--- DATA SUPPLIED ---

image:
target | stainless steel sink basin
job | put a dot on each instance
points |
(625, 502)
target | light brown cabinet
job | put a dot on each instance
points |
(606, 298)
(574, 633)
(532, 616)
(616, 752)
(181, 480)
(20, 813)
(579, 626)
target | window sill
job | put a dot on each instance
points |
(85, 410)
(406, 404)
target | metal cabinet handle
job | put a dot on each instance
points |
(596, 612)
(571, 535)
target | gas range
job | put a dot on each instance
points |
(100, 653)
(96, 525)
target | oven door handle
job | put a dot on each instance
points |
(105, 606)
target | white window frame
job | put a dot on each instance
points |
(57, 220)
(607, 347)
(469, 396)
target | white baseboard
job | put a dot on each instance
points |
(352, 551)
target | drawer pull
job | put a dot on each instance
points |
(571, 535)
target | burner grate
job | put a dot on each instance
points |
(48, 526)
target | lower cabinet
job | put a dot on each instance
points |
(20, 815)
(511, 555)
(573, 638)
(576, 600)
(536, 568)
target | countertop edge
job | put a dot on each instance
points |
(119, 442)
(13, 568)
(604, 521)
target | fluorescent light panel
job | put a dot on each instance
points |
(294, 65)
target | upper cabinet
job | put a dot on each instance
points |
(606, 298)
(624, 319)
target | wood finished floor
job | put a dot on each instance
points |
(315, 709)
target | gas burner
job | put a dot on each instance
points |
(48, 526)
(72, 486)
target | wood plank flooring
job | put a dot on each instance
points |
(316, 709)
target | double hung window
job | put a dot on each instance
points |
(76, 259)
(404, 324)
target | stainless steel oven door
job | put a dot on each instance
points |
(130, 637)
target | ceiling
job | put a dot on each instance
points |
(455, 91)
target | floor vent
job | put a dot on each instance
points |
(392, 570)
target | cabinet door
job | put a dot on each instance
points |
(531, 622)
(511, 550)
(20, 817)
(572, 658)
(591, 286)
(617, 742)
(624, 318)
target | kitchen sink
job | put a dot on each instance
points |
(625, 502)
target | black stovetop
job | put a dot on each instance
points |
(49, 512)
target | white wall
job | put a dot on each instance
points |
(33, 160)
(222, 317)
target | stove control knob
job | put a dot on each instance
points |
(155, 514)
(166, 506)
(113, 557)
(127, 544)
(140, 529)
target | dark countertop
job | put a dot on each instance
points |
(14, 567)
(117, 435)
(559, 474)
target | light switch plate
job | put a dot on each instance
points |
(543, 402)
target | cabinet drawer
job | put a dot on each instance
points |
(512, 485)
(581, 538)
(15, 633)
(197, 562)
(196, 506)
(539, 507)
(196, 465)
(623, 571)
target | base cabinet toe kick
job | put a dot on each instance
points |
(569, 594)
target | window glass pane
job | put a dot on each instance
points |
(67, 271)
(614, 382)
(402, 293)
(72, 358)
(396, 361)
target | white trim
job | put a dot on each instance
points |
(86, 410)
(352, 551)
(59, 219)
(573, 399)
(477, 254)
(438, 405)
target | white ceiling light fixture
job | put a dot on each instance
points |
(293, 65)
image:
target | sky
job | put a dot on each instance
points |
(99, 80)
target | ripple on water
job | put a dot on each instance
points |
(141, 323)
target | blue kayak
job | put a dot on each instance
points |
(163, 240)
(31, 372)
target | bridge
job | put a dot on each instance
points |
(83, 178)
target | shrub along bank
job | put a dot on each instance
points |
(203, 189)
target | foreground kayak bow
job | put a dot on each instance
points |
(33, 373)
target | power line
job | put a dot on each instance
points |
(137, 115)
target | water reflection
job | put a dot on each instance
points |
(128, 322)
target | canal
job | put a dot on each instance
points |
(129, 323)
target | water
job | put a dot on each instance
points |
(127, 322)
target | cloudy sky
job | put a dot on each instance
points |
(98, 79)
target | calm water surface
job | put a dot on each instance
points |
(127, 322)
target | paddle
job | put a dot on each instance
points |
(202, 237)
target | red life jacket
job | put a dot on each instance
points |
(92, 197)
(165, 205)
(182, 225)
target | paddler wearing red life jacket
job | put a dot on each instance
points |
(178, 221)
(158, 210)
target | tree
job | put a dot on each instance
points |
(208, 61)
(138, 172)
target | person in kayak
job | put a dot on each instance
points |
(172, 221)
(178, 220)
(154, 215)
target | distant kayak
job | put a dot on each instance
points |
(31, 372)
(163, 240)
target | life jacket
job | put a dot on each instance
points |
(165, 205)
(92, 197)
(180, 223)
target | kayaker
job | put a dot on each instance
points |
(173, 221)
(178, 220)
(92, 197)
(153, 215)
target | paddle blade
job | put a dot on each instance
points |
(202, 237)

---

Please output all the lines above exactly as given.

• [PROBLEM SOLUTION]
image:
target | stainless steel sink basin
job | put a dot on each instance
points |
(625, 502)
target | light brown cabinet
job | put a dot on each instance
points |
(606, 298)
(574, 633)
(532, 616)
(616, 752)
(181, 480)
(20, 813)
(579, 626)
target | window sill
job | put a dot on each instance
points |
(85, 410)
(406, 404)
target | metal cabinet handle
job | put a dot on each instance
points |
(596, 612)
(571, 535)
target | gas range
job | put a dot on each instance
points |
(100, 653)
(96, 525)
target | oven door handle
job | put a dot on each instance
points |
(105, 606)
target | white window frame
job | put a dot on each instance
points |
(57, 220)
(607, 347)
(469, 396)
target | white baseboard
job | put a dot on each instance
points |
(352, 551)
target | drawer pull
job | put a dot on each instance
points |
(571, 535)
target | burner grate
job | put a dot on each instance
points |
(48, 526)
target | lower cabinet
job | put a dot on each instance
points |
(20, 815)
(511, 555)
(573, 638)
(576, 600)
(536, 568)
target | countertop edge
job | put a dot on each instance
points |
(119, 442)
(13, 568)
(604, 521)
target | fluorescent light panel
job | put a dot on each instance
points |
(294, 65)
target | upper cabinet
job | put a dot on each instance
points |
(606, 298)
(624, 319)
target | wood finished floor
job | put a dot on each instance
points |
(315, 709)
target | gas burner
job | put a dot on each instance
points |
(48, 526)
(72, 486)
target | wood plank flooring
job | put a dot on each instance
points |
(316, 709)
target | double hung window
job | put a dot on each instance
points |
(76, 259)
(404, 324)
target | stainless steel oven door
job | put a dot on each instance
points |
(130, 637)
target | ceiling
job | put a dot on each instance
points |
(455, 91)
target | floor vent
job | put a dot on each instance
points |
(392, 570)
target | cabinet door
job | put a dot on each instance
points |
(531, 622)
(511, 550)
(20, 817)
(572, 658)
(591, 286)
(617, 742)
(624, 318)
target | kitchen sink
job | put a dot on each instance
points |
(625, 502)
target | black stovetop
job | put a dot on each instance
points |
(49, 512)
target | white wall
job | put a dot on each instance
points |
(33, 160)
(222, 317)
target | stove control knob
job | put a dot on each instance
points |
(155, 514)
(166, 506)
(113, 557)
(127, 544)
(140, 529)
target | dark countertop
job | put a dot on each instance
points |
(14, 567)
(117, 435)
(559, 474)
target | light switch plate
job | put a dot on each instance
points |
(543, 402)
target | cabinet drawer
job | put a dot on each instance
points |
(512, 485)
(581, 538)
(15, 633)
(197, 562)
(196, 506)
(539, 507)
(196, 465)
(623, 571)
target | base cabinet toe kick
job | put a dot on each instance
points |
(569, 594)
target | window glass pane
job | put a dot on each instance
points |
(67, 271)
(614, 382)
(402, 293)
(72, 358)
(396, 361)
target | white trim
job | put a dot on each instance
points |
(86, 410)
(352, 551)
(59, 219)
(573, 399)
(477, 254)
(438, 405)
target | white ceiling light fixture
job | put a dot on each instance
points |
(293, 65)
image:
target | sky
job | put a dot on each instance
points |
(99, 80)
target | ripple on water
job | put a dot on each instance
points |
(141, 323)
target | blue kayak
job | put a dot on each instance
points |
(163, 240)
(31, 372)
target | bridge
job | put a dot on each instance
points |
(83, 178)
target | shrub along bank
job | put a dot on each instance
points |
(203, 189)
target | foreground kayak bow
job | put a dot on each instance
points |
(33, 373)
target | power line
job | put a dot on each instance
points |
(137, 115)
target | water reflection
job | put a dot on each instance
points |
(128, 322)
target | canal
job | put a dot on each instance
points |
(129, 323)
target | water
job | put a dot on each instance
points |
(127, 322)
target | cloudy sky
job | put a dot on each instance
points |
(98, 79)
target | calm water surface
job | put a dot on each instance
points |
(127, 322)
target | paddle
job | put a dot on each instance
points |
(202, 237)
target | red life jacket
job | put a dot on each instance
points |
(92, 197)
(165, 205)
(182, 225)
target | paddler wearing red life jacket
job | put a dot on each instance
points |
(178, 221)
(158, 210)
target | tree
job | put a dot on each instance
points |
(208, 61)
(138, 172)
target | person in kayak
job | put a dot on each instance
points |
(172, 221)
(178, 220)
(154, 215)
target | distant kayak
job | put a dot on each instance
points |
(31, 372)
(163, 240)
target | life jacket
job | put a dot on each instance
points |
(165, 205)
(92, 197)
(180, 223)
target | kayaker
job | put a dot on each instance
points |
(173, 221)
(178, 220)
(92, 197)
(153, 215)
target | paddle blade
job | put a dot on each instance
points |
(202, 237)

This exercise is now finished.